**Exercise description:**
Rewrite the lines of this listing, renaming "tree" to "shrub" and leaving everything else as it is.

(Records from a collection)
--*--

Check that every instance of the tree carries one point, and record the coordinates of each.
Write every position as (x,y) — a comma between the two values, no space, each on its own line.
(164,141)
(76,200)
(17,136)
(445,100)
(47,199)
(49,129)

--*--

**Full answer:**
Check that every instance of the shrub carries one point, and record the coordinates of each.
Write every position as (x,y) — a comma between the two values, no space, each on its own line.
(164,141)
(76,200)
(17,136)
(445,100)
(47,199)
(49,129)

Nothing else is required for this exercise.